>> BEGIN

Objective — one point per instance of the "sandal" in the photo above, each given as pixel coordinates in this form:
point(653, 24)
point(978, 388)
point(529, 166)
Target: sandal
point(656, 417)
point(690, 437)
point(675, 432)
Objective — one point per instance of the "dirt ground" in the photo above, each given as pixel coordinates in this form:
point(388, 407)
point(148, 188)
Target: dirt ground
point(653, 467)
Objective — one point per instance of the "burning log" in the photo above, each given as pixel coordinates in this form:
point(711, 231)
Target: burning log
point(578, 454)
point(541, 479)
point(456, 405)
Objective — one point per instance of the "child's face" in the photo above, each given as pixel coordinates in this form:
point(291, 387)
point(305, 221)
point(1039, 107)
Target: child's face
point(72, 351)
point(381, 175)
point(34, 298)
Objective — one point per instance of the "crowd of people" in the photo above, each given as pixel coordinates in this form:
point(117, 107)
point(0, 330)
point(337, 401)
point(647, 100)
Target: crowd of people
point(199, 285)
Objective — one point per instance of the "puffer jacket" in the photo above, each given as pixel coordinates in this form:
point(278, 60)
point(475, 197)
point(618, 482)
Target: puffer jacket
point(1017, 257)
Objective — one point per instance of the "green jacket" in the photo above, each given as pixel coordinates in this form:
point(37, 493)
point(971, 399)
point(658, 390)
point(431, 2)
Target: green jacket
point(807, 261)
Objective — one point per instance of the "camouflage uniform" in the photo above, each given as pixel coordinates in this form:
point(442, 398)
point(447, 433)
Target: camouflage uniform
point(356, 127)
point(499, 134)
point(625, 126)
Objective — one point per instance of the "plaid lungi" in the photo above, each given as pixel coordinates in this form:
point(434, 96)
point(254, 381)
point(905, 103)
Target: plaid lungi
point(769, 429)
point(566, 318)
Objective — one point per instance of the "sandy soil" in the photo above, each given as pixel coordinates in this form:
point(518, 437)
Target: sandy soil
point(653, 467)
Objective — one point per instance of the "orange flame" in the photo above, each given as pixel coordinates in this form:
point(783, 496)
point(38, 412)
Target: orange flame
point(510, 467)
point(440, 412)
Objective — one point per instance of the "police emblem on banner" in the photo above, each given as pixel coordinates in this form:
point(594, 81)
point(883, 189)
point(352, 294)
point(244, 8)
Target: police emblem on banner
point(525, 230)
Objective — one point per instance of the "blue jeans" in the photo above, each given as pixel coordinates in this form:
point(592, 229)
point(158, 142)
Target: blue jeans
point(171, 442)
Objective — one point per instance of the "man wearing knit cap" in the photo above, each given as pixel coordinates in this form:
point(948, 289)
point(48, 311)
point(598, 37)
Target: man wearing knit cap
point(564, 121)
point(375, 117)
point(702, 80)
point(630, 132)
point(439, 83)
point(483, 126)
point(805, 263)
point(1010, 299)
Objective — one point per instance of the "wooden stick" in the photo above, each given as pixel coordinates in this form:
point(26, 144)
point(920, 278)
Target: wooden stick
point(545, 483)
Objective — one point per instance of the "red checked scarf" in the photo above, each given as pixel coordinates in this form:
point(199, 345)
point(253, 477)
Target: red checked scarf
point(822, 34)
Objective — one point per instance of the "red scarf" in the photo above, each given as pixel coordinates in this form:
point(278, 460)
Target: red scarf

>> END

# WORK REQUIRED
Give, as a JSON list of strings with one string per line and blank lines omitted, the lines of the data from the start through the line containing "point(675, 432)", inclusive.

# RESPONSE BELOW
[
  "Objective — one point per instance of the \"sandal\" in the photo above, each given as pixel coordinates in this form:",
  "point(653, 24)",
  "point(978, 388)",
  "point(529, 166)",
  "Target: sandal",
  "point(656, 417)",
  "point(690, 437)",
  "point(675, 432)"
]